[Items from a dataset]
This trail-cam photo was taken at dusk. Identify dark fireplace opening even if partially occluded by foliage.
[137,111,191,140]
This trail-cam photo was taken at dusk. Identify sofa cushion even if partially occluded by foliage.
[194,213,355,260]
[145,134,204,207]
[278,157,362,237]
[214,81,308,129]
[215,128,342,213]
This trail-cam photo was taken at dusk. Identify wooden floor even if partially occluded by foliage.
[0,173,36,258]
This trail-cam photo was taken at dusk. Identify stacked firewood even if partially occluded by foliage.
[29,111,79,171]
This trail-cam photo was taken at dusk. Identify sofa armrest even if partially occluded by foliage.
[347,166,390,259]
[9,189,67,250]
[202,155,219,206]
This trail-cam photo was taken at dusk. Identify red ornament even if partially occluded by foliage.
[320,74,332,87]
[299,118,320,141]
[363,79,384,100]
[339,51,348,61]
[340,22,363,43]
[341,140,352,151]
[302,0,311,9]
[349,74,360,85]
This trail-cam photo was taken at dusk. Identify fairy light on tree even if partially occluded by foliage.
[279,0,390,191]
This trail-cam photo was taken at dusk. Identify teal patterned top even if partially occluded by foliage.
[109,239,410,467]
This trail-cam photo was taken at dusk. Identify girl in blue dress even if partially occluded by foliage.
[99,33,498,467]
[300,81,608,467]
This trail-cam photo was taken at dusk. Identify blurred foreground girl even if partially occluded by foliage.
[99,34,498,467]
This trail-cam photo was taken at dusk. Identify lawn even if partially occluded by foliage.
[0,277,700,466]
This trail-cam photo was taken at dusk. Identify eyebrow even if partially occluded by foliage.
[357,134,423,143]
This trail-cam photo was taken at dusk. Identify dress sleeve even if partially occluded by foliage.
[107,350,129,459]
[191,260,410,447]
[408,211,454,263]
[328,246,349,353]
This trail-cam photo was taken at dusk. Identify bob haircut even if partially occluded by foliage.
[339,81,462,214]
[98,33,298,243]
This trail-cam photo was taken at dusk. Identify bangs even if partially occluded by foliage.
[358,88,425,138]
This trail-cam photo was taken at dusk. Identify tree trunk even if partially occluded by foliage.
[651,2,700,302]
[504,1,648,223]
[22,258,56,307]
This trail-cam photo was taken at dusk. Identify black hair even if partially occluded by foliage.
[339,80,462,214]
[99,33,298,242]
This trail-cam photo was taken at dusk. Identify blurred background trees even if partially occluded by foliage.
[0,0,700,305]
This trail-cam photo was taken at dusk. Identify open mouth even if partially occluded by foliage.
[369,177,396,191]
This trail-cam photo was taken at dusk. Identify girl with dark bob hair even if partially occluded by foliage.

**Short problem**
Identify each line in the entries above that contains the word "dress", and copy every such line in full.

**Result**
This trail-cam photo was taken at dusk. Identify girl in blue dress even if partially occluded by foliage.
This trail-cam photo was taken at dusk. Identify dress sleeve even if partially occluded by foliage.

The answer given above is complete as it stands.